• **Exercise details**: Repeat the listing below word for word, from its first line to its last, and leave out the pictures.

• **Extracted information**:
(begin)
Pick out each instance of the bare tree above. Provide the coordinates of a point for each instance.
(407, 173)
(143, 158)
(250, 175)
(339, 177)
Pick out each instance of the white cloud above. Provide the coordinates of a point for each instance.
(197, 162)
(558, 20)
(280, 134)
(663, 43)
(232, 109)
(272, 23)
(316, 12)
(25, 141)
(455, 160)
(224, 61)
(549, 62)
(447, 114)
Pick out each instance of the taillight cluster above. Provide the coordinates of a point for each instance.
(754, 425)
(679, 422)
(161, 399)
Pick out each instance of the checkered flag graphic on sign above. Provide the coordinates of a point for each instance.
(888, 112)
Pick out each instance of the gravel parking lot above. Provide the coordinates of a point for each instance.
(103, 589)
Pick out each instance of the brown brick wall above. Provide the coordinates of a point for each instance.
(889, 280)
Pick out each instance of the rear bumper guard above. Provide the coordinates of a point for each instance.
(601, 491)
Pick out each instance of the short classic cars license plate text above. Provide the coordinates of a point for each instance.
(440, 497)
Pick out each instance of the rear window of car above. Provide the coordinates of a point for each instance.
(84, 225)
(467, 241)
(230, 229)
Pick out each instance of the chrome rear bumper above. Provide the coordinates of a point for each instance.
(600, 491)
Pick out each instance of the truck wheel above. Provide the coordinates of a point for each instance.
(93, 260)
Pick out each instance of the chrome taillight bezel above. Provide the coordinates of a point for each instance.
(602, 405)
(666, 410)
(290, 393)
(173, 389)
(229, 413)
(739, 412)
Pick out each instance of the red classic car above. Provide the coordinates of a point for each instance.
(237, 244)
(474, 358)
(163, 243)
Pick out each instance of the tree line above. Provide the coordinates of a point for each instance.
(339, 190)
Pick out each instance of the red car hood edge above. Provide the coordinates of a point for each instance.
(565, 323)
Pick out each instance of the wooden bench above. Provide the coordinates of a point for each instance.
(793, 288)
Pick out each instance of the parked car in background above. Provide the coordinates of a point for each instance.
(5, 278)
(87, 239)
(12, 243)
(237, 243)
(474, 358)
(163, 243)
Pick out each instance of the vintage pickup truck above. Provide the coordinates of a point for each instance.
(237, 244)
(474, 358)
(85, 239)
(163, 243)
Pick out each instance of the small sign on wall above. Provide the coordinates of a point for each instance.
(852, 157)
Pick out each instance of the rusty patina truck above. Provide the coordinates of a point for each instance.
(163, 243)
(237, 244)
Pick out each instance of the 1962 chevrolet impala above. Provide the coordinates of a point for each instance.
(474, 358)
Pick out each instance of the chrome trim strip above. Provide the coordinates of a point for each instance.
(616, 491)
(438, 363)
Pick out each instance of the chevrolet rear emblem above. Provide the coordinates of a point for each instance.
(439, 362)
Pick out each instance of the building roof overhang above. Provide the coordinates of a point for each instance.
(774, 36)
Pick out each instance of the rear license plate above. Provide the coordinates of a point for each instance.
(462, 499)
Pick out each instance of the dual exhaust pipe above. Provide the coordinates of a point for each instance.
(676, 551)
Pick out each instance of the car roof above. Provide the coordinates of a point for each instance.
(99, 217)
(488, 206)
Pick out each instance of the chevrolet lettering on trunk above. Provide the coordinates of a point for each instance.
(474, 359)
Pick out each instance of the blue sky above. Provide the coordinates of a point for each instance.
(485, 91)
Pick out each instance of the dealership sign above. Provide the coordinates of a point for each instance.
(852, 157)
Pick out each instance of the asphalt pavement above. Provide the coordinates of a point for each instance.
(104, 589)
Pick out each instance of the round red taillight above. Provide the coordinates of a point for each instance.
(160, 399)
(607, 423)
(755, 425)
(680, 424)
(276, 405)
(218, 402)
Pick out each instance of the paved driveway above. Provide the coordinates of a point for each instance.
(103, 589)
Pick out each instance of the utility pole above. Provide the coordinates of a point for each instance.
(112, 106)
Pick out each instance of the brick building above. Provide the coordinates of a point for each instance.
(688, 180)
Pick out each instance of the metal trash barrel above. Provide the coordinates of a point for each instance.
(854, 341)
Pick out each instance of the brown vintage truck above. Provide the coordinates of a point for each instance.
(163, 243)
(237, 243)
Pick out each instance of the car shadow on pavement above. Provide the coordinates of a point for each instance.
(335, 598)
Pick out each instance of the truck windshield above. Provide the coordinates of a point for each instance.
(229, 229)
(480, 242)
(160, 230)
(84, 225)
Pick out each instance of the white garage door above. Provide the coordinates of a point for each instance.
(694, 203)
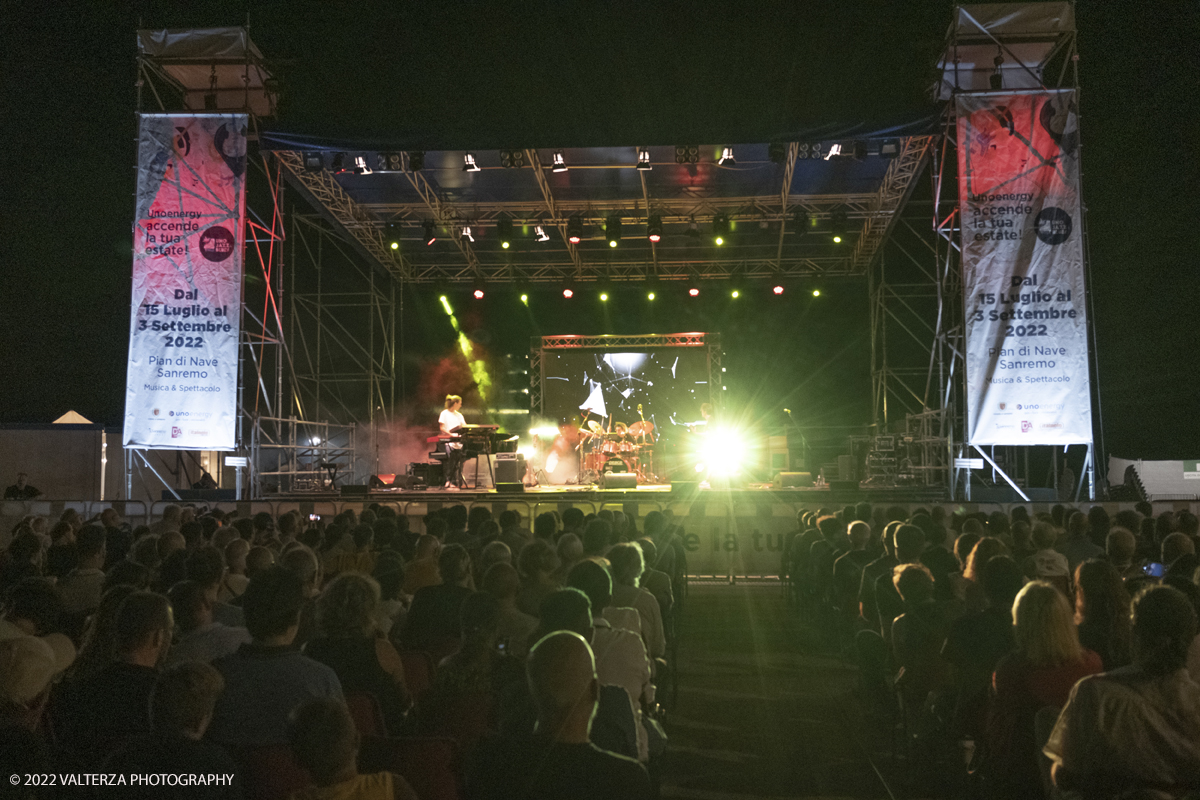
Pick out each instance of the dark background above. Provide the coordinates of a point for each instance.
(567, 73)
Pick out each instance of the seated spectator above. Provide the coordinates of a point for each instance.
(201, 638)
(1102, 613)
(81, 589)
(537, 564)
(101, 709)
(627, 570)
(514, 626)
(325, 744)
(559, 761)
(433, 618)
(424, 570)
(977, 642)
(1135, 729)
(267, 679)
(180, 711)
(1041, 672)
(352, 645)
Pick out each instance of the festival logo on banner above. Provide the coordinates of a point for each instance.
(1023, 270)
(181, 385)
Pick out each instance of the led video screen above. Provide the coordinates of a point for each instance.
(670, 384)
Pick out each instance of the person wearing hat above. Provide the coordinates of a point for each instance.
(end)
• **Expected answer**:
Pick out each instance of the bare tree above. Provide the coordinates of a point for each instance.
(407, 173)
(143, 158)
(250, 175)
(339, 177)
Pick out each instance of the white cloud above. Provide the coordinates of a point for each instance.
(197, 162)
(558, 20)
(280, 134)
(663, 43)
(232, 109)
(272, 23)
(316, 12)
(25, 141)
(455, 160)
(224, 61)
(549, 62)
(447, 114)
Pick out each instance of the taillight cluster above. Provide the coordinates of a point for each instance.
(754, 425)
(679, 422)
(161, 399)
Pick out each instance of the checkered flag graphic on sign above. Provide the coordinates of a point for each instance.
(888, 112)
Pick out each instance of the gravel parking lot above. Provide the coordinates of a point for each instance.
(103, 589)
Pick out each instance of the brown brick wall above. Provide the coordinates of a point for each instance.
(889, 280)
Pick out each instance of the rear bumper guard above. Provide the coordinates of a point for each instance.
(601, 491)
Pick out each instance of the short classic cars license plate text above. Provide the coordinates of a point for each instance.
(440, 497)
Pick out each instance of the rear window of car above. Provide the coordinates of a point for each instance.
(84, 225)
(467, 241)
(230, 229)
Pick out each instance of the chrome rear bumper above. Provide the coordinates of a point for each instance.
(600, 491)
Pick out each instance of the truck wheel above. Provide the coordinates of a point for each instance.
(93, 260)
Pick out each instance of the chrome taillight bezel above. Provide the coordinates of a point for each instance.
(602, 405)
(666, 410)
(290, 393)
(173, 389)
(229, 413)
(739, 412)
Pick out each instance of the red classic car above. Provide the coordinates of a point for each instance.
(237, 244)
(474, 358)
(163, 243)
Pick out each instance of the tree line above. Provide the coordinates of a point for each instance.
(339, 190)
Pick out each instance of the red car hood edge above. Provide the coordinates of a point for each instance.
(565, 323)
Pick out each instance of the wooden bench above. Provide the coordinates of a point for each instance.
(793, 288)
Pick out each instance of the parked car in background above. Provide the coordinates of a point for each instance.
(5, 278)
(87, 239)
(12, 243)
(237, 243)
(474, 358)
(163, 243)
Pick out each instance of the vintage pickup truck above. Provide the coordinates of a point for each instance.
(237, 244)
(474, 358)
(85, 239)
(163, 243)
Pick out each instance of the small sign on wall above. Provide the coordinates of a point for each instance.
(852, 157)
Pick out each instance of the rusty patina truck above. Provide the coordinates of a point for each instance.
(163, 243)
(237, 244)
Pick out each instance of the 1962 chevrolet impala above. Provide the coordinates of a point for each instance.
(474, 358)
Pick out each instance of the chrome trim strip above. Provide the coordinates of a point for each instance.
(616, 491)
(438, 363)
Pick out each instance of the chevrolet rear emblem above. Provide the coordinates of a point for each instance.
(439, 362)
Pick out each instance of the building roof overhang above. Provide the coordinates of a point for each instance.
(774, 36)
Pick out each instance of the rear license plate above. Provide the coordinates of a point for each instance.
(462, 499)
Pick out each instance of the dual exhaust pipe above. Provide the coordinates of a point for each instance.
(676, 551)
Pick out each instance of the car roof above. Provide the coordinates of a point for each instance.
(99, 217)
(488, 206)
Pick out each instance of the chevrolet lettering on trunk above. Provide the coordinates of a point for each instance.
(474, 359)
Pick out each instance of the blue sky above. Provide the coordinates of a point for each instance.
(485, 91)
Pick out each instance of the dealership sign above. Provide the coordinates of a point for each instance.
(852, 157)
Pick out each instance of the asphalt pavement above. Provide the coordinates of a point for each instance.
(104, 589)
Pick out each instance of the round red taillight above. Provide the coordinates of a point for each instance.
(160, 399)
(607, 423)
(755, 425)
(680, 424)
(276, 405)
(218, 402)
Pick out each instance of the paved driveway above. Provide the coordinates of a point for each instance.
(103, 589)
Pick out each instance of the utility pole above. Provide the coordinates of a point for each instance.
(112, 106)
Pick out each instance of the brick building above. Provide the coordinates of a point for each instance.
(688, 180)
Pick out each instance of the metal trash barrel above. Provide the coordinates of a point for each instance.
(854, 341)
Pick out each instance of the brown vintage truck above. Provide the coordinates of a point for each instance.
(163, 243)
(237, 243)
Pick out each instance of the car shadow on pavement above. Provide the coordinates of a point for each instance.
(335, 598)
Pick out each instance of the truck windshield above. Provide the coordinates of a point for each instance.
(229, 229)
(480, 242)
(160, 230)
(84, 225)
Pick out each instance of the white garage door above. Provide the coordinates of a point for each instance.
(694, 203)
Pick out each instance of the dark background above. Provide the coordinates of a point for each instance.
(567, 73)
Pick out each instance of the seated spectator above. Provide the coordinates of a point for each instance.
(201, 638)
(1102, 613)
(81, 589)
(537, 564)
(101, 709)
(627, 570)
(514, 626)
(325, 744)
(559, 761)
(433, 618)
(424, 570)
(977, 642)
(1135, 729)
(267, 679)
(180, 711)
(1041, 672)
(352, 645)
Pick out each instance of the festival logo on banner above. Provide the coordinates of a point for each instance.
(1023, 270)
(181, 385)
Pick out each instance of the led video screen above. Provide the coordinates of a point for each instance.
(670, 384)
Pick out each instance of the person wearing hat above. Provide the coordinates of a point for each instance.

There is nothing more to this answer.